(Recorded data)
*** Begin section ***

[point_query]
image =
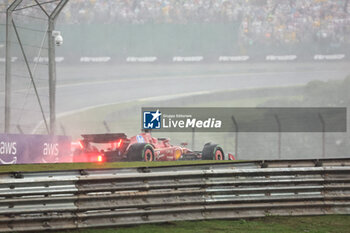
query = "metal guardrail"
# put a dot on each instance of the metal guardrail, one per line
(35, 201)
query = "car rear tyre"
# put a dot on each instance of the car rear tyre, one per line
(212, 152)
(141, 152)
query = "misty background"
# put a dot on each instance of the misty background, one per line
(119, 56)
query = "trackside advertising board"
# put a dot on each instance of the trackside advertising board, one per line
(25, 149)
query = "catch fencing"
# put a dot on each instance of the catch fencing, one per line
(75, 199)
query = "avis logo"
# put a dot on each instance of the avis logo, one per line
(151, 120)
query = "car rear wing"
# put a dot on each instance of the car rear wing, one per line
(103, 138)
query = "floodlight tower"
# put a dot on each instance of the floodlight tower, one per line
(53, 36)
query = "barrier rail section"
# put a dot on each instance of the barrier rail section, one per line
(74, 199)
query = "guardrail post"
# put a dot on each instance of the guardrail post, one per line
(236, 135)
(193, 138)
(279, 135)
(323, 135)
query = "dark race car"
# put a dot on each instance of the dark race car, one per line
(142, 147)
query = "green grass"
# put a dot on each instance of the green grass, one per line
(78, 166)
(319, 224)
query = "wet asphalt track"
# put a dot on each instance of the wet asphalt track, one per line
(100, 85)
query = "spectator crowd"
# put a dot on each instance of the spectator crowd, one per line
(261, 22)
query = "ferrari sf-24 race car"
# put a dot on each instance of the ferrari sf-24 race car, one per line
(142, 147)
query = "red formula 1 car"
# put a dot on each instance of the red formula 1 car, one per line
(142, 147)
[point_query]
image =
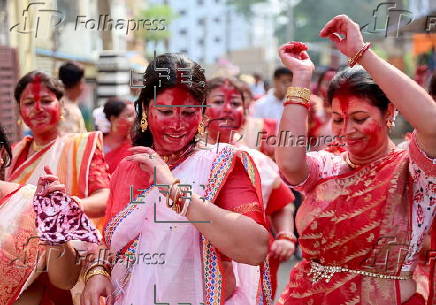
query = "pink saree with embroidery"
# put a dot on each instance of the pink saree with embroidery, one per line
(160, 257)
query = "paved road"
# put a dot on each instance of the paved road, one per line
(283, 276)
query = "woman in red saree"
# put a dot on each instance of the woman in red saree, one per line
(75, 158)
(225, 118)
(24, 252)
(117, 142)
(367, 210)
(191, 244)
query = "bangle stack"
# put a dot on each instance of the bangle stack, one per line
(298, 96)
(180, 203)
(286, 236)
(353, 61)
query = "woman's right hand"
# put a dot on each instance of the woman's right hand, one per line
(294, 56)
(96, 287)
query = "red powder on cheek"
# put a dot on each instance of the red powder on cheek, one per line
(36, 89)
(373, 132)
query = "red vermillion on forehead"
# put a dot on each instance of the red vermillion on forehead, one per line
(176, 96)
(36, 88)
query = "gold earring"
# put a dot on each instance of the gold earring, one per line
(201, 128)
(144, 123)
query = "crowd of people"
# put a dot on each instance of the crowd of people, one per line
(175, 200)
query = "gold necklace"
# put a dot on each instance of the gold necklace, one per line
(37, 147)
(354, 165)
(348, 161)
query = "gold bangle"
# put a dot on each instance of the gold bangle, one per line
(303, 93)
(96, 272)
(176, 181)
(94, 266)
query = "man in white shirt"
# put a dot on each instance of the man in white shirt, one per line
(270, 106)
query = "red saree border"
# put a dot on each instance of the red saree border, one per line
(17, 151)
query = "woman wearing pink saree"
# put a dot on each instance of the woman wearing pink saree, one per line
(181, 248)
(31, 241)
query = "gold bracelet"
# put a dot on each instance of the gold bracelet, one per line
(303, 93)
(96, 272)
(176, 181)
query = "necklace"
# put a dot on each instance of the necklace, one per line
(354, 165)
(348, 161)
(38, 147)
(175, 159)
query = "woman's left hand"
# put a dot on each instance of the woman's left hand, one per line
(49, 183)
(149, 160)
(345, 33)
(282, 249)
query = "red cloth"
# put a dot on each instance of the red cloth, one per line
(98, 176)
(114, 157)
(280, 197)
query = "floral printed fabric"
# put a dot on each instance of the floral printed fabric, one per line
(60, 219)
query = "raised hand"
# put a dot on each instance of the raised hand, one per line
(345, 33)
(49, 183)
(148, 160)
(294, 56)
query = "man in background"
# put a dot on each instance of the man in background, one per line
(72, 75)
(270, 106)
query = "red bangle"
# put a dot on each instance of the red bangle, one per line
(287, 236)
(291, 102)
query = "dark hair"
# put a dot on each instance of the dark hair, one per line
(357, 82)
(322, 75)
(281, 71)
(70, 73)
(113, 107)
(432, 87)
(5, 144)
(166, 71)
(50, 83)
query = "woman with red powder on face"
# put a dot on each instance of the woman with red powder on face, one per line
(226, 116)
(117, 142)
(367, 210)
(151, 211)
(24, 218)
(75, 158)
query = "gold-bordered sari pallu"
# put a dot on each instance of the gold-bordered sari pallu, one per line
(360, 220)
(193, 270)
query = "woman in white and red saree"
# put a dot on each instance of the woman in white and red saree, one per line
(369, 209)
(75, 158)
(182, 247)
(226, 116)
(32, 241)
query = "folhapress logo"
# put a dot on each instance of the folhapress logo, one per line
(36, 15)
(39, 13)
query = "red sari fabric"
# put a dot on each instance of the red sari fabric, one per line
(359, 220)
(237, 189)
(114, 157)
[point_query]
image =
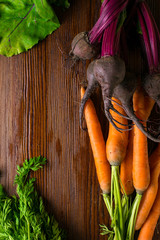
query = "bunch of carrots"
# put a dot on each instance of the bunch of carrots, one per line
(123, 168)
(128, 177)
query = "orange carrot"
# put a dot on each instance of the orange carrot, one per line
(141, 173)
(126, 168)
(151, 192)
(117, 141)
(147, 230)
(98, 145)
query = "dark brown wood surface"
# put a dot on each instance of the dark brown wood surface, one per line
(39, 99)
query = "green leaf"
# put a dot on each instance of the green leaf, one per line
(61, 3)
(23, 23)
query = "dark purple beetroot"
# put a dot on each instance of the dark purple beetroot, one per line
(109, 71)
(81, 47)
(151, 85)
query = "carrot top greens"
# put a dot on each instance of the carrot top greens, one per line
(24, 217)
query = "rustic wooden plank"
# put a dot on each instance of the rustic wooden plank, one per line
(40, 96)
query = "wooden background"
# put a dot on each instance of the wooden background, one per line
(39, 99)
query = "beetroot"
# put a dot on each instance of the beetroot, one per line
(109, 71)
(151, 85)
(81, 47)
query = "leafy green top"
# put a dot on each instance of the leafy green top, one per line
(25, 218)
(24, 22)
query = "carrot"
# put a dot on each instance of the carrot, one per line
(126, 168)
(116, 146)
(141, 174)
(117, 141)
(98, 146)
(148, 227)
(151, 192)
(142, 105)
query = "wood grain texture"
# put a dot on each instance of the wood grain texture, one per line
(40, 96)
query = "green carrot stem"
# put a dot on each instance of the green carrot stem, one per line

*** End section ***

• [PROBLEM REQUIREMENTS]: Set down every line above exactly, pictures excluded.

• [TASK ANSWER]:
[point_query]
image =
query = "metal guardrail"
# put a dot on each instance of the metal guardrail, one per line
(35, 201)
query = "car rear tyre"
# put a dot on each instance of the car rear tyre, one per line
(212, 152)
(141, 152)
query = "misty background"
# put a dot on each instance of the misty background, one per line
(119, 56)
query = "trackside advertising board"
# put a dot on each instance of the trackside advertising board, one per line
(25, 149)
query = "catch fencing"
# put a dot on each instance of the catch fencing, one per line
(75, 199)
query = "avis logo"
# put a dot on each instance of the avis logo, one per line
(151, 120)
query = "car rear wing"
# put a dot on each instance of the car rear wing, one per line
(103, 138)
query = "floodlight tower"
# put a dot on each instance of the floodlight tower, one per line
(53, 36)
query = "barrier rail section"
# put a dot on each instance of the barrier rail section, one per line
(74, 199)
query = "guardrail post"
# put a dot on each instance of the guardrail post, one per line
(236, 135)
(193, 138)
(279, 135)
(323, 135)
query = "dark race car"
# put a dot on each instance of the dark race car, one per line
(142, 147)
query = "green grass"
# put a dot on each instance of the green grass, one per line
(78, 166)
(319, 224)
query = "wet asphalt track"
# put a dot on each instance of the wet asphalt track, one per line
(100, 85)
query = "spectator crowd"
# put a dot on each instance of the spectator crowd, one per line
(261, 22)
query = "ferrari sf-24 race car"
# put a dot on each instance of the ferrari sf-24 race car, one per line
(142, 147)
query = "red formula 1 car"
# put a dot on each instance of the red formula 1 car, one per line
(142, 147)
[point_query]
image =
query = "pink saree with embroidery"
# put a dot on each instance of the pink saree with embroidery, one per line
(160, 257)
query = "paved road"
# put a dot on each instance of the paved road, one per line
(283, 276)
query = "woman in red saree"
# put a dot on each instance of the woman in red saree, one per line
(75, 158)
(225, 118)
(24, 252)
(117, 142)
(367, 210)
(191, 244)
query = "bangle stack"
# put a dot on each instance of the bangle stack, one per line
(298, 96)
(180, 203)
(286, 236)
(353, 61)
query = "woman's right hand"
# put a dot on each instance of the woman's right hand, one per line
(294, 56)
(96, 287)
query = "red powder on cheek"
# put a dot on each instance of the red powder on cheek, one per line
(36, 89)
(373, 132)
query = "red vermillion on forehead"
# put a dot on each instance of the red vermillion on forehead, one per line
(176, 96)
(36, 88)
query = "gold earring"
# put a dot on each instance of the gold earring, one per line
(201, 128)
(144, 123)
query = "crowd of people"
# put a dot on each instance of the crowd of people, one per line
(175, 200)
query = "gold necklace"
# put a dot on each instance of the gold necklace, one per line
(37, 147)
(354, 165)
(348, 161)
query = "gold bangle"
# put a dot on each instance of the gold bangle, one per line
(303, 93)
(96, 272)
(176, 181)
(94, 266)
query = "man in white shirt"
# put a dot on each instance of the man in white shirt, one per line
(270, 106)
query = "red saree border"
# put a dot on each instance of the red saree border, one per line
(17, 151)
query = "woman wearing pink saree"
# put a dot on each instance of the woman wearing pink saree, one per line
(181, 248)
(31, 241)
query = "gold bracelet"
# put a dot on each instance of the gold bracelet, one per line
(303, 93)
(96, 272)
(176, 181)
query = "necklace"
# put a dot on each instance of the necklace, one per line
(354, 165)
(348, 161)
(38, 147)
(175, 159)
query = "woman's left hand"
# put a dot on each instance of the woman's left hand, one per line
(49, 183)
(149, 160)
(345, 33)
(282, 249)
query = "red cloth"
# put a dot on each instance of the red cloth, one per line
(98, 176)
(114, 157)
(280, 197)
query = "floral printed fabric"
# put a dot on each instance of the floral printed fabric, one per line
(60, 219)
query = "raised hand"
# put a dot on each instance of the raised hand, one per line
(345, 33)
(49, 183)
(148, 160)
(294, 56)
query = "man in background"
# put a dot on each instance of the man in background, one per line
(72, 75)
(270, 106)
query = "red bangle"
# put a dot on each instance of the red bangle, one per line
(287, 236)
(291, 102)
query = "dark hair"
# put a dot on each instance of the dark hair, one per line
(357, 82)
(322, 75)
(281, 71)
(70, 73)
(113, 107)
(432, 87)
(5, 144)
(166, 71)
(50, 83)
query = "woman with red powder on face"
# put a dot on each instance of the woman with red powder on face, one per line
(226, 116)
(117, 142)
(367, 210)
(151, 211)
(24, 218)
(75, 158)
query = "gold-bordered sari pallu"
# put a dot on each instance of the gold-bordered sari pallu, one per line
(360, 220)
(193, 270)
query = "woman in white and red saree"
# put a dot on each instance of the woman in white and red saree, one per line
(369, 209)
(75, 158)
(182, 247)
(226, 116)
(32, 241)
query = "folhapress logo"
# put a dot on each instance of the folhapress logo, one per line
(36, 15)
(39, 13)
query = "red sari fabric"
# put a dot on each instance of the red sari fabric, one per line
(359, 220)
(237, 189)
(114, 157)
[point_query]
image =
query = "bunch of carrots"
# put a dot on each instance of the bunch of carrots, one per line
(123, 168)
(128, 177)
query = "orange carrot"
# put a dot on each instance of the orange carrot, one per line
(141, 173)
(126, 168)
(151, 192)
(117, 141)
(147, 230)
(98, 145)
query = "dark brown wood surface"
# put a dot on each instance of the dark brown wood surface, one per line
(39, 99)
query = "green leaf"
# put a dot on each instance of the green leaf, one per line
(61, 3)
(23, 23)
query = "dark purple beetroot"
# put a dot on each instance of the dark purple beetroot, one per line
(109, 71)
(81, 47)
(151, 85)
query = "carrot top greens"
# put a dot on each instance of the carrot top greens, one per line
(24, 217)
query = "rustic wooden plank"
# put a dot on each instance of the rustic wooden plank, one per line
(40, 96)
query = "wooden background"
# put a dot on each instance of the wooden background, one per line
(39, 99)
query = "beetroot"
# put a dot on each instance of the beetroot, one per line
(109, 71)
(151, 85)
(81, 47)
query = "leafy green top"
# put a dot on each instance of the leafy green top, one per line
(25, 218)
(24, 22)
query = "carrot"
# put a dot on each instance of the carrot, one per line
(126, 168)
(116, 146)
(141, 174)
(117, 141)
(98, 146)
(148, 227)
(151, 192)
(142, 105)
query = "wood grain texture"
# put a dot on each instance of the wood grain texture, one per line
(40, 96)
query = "green carrot stem"
# put a dot on each instance of the green carrot stem, one per line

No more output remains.